Exercise: Copy every one of the records below, line for line, without changing a single character.

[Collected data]
====================
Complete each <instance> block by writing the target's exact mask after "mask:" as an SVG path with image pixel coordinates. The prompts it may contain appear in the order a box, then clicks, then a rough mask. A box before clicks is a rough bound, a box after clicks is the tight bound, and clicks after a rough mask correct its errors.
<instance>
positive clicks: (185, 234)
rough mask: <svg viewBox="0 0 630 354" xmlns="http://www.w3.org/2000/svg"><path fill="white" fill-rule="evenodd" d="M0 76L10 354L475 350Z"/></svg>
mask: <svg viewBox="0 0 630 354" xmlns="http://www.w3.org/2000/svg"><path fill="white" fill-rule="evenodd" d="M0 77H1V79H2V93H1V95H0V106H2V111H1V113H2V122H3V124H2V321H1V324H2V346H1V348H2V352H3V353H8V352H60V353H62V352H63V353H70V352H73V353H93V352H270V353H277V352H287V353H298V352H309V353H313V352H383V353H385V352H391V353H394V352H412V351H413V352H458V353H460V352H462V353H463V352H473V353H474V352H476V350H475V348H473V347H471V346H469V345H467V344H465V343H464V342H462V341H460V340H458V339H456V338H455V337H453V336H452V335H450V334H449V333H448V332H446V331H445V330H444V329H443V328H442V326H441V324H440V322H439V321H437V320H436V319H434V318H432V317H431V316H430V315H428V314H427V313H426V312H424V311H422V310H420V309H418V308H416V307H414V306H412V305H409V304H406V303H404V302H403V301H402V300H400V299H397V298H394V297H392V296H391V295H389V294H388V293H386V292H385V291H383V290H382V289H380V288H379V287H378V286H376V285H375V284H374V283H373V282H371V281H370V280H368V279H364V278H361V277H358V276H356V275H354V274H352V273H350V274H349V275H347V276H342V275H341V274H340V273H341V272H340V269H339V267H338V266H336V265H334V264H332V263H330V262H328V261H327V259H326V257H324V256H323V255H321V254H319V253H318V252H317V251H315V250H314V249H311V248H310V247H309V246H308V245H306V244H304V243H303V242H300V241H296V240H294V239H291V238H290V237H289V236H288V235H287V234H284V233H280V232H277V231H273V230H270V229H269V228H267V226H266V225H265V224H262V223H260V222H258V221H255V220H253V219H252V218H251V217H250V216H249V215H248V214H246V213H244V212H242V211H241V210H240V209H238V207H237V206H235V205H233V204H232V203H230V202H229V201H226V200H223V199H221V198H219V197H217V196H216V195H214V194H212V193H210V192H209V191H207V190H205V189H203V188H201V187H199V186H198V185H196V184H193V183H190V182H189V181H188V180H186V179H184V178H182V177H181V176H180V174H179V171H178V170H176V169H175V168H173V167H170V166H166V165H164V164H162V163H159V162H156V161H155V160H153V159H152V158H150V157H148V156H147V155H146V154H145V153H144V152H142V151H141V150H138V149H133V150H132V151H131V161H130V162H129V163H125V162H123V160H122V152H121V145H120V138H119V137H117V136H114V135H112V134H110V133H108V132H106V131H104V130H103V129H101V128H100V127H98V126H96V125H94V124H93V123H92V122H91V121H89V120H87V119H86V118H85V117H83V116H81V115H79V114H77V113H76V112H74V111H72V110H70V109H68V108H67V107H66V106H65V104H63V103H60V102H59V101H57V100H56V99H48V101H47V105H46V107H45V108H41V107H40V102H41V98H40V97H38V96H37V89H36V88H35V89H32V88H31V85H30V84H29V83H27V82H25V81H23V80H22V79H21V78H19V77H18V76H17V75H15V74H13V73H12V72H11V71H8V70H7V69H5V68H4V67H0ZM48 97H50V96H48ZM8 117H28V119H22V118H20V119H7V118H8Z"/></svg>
====================
Solution to the exercise:
Complete each <instance> block by writing the target's exact mask after "mask:" as an SVG path with image pixel coordinates. The prompts it may contain appear in the order a box, then clicks, then a rough mask. A box before clicks is a rough bound, a box after clicks is the tight bound, and clicks after a rough mask correct its errors.
<instance>
positive clicks: (185, 234)
rough mask: <svg viewBox="0 0 630 354" xmlns="http://www.w3.org/2000/svg"><path fill="white" fill-rule="evenodd" d="M0 76L10 354L475 350Z"/></svg>
mask: <svg viewBox="0 0 630 354" xmlns="http://www.w3.org/2000/svg"><path fill="white" fill-rule="evenodd" d="M0 77H1V79H2V93H1V95H0V106H2V111H1V113H2V122H3V124H2V321H1V324H2V346H1V348H2V352H3V353H8V352H60V353H62V352H63V353H70V352H73V353H93V352H270V353H277V352H287V353H298V352H309V353H313V352H383V353H385V352H391V353H394V352H412V351H413V352H458V353H460V352H462V353H463V352H473V353H474V352H476V350H475V348H473V347H471V346H469V345H467V344H465V343H464V342H462V341H460V340H458V339H456V338H455V337H453V336H452V335H450V334H449V333H448V332H446V331H445V330H444V329H443V328H442V326H441V324H440V322H439V321H437V320H436V319H434V318H432V317H431V316H430V315H428V314H427V313H426V312H424V311H422V310H420V309H418V308H416V307H414V306H412V305H409V304H406V303H404V302H403V301H402V300H400V299H397V298H394V297H392V296H391V295H389V294H388V293H386V292H385V291H383V290H382V289H380V288H379V287H378V286H376V285H375V284H374V283H373V282H371V281H370V280H368V279H364V278H361V277H358V276H356V275H354V274H352V273H350V274H349V275H347V276H342V275H341V274H340V273H341V272H340V269H339V267H338V266H336V265H334V264H332V263H330V262H328V261H327V259H326V257H324V256H323V255H321V254H319V253H318V252H317V251H315V250H314V249H311V248H310V247H309V246H308V245H306V244H304V243H303V242H300V241H296V240H294V239H291V238H290V237H289V236H288V235H287V234H284V233H280V232H277V231H273V230H270V229H269V228H267V226H266V225H265V224H262V223H260V222H258V221H255V220H253V219H252V218H251V217H250V216H249V215H248V214H246V213H244V212H242V211H241V210H240V209H238V207H237V206H235V205H233V204H232V203H230V202H229V201H226V200H223V199H221V198H219V197H217V196H216V195H214V194H212V193H210V192H209V191H207V190H205V189H203V188H201V187H199V186H198V185H196V184H193V183H190V182H189V181H188V180H186V179H184V178H182V177H181V176H180V174H179V171H178V170H176V169H175V168H173V167H170V166H166V165H164V164H162V163H159V162H156V161H155V160H153V159H152V158H150V157H148V156H147V155H146V154H145V153H144V152H142V151H141V150H138V149H133V150H132V151H131V161H130V162H129V163H125V162H123V160H122V152H121V145H120V138H119V137H117V136H114V135H112V134H110V133H108V132H106V131H104V130H103V129H101V128H100V127H98V126H96V125H94V124H93V123H92V122H91V121H89V120H87V119H86V118H85V117H83V116H81V115H79V114H77V113H76V112H74V111H72V110H70V109H68V108H67V107H66V106H65V104H63V103H60V102H59V101H57V100H56V99H48V101H47V105H46V107H45V108H41V107H40V102H41V98H40V97H38V96H37V89H36V88H35V89H32V88H31V85H30V84H29V83H27V82H25V81H23V80H22V79H21V78H19V77H18V76H17V75H15V74H13V73H12V72H11V71H8V70H7V69H5V68H4V67H0ZM48 97H50V96H48ZM8 117H28V119H22V118H20V119H7V118H8Z"/></svg>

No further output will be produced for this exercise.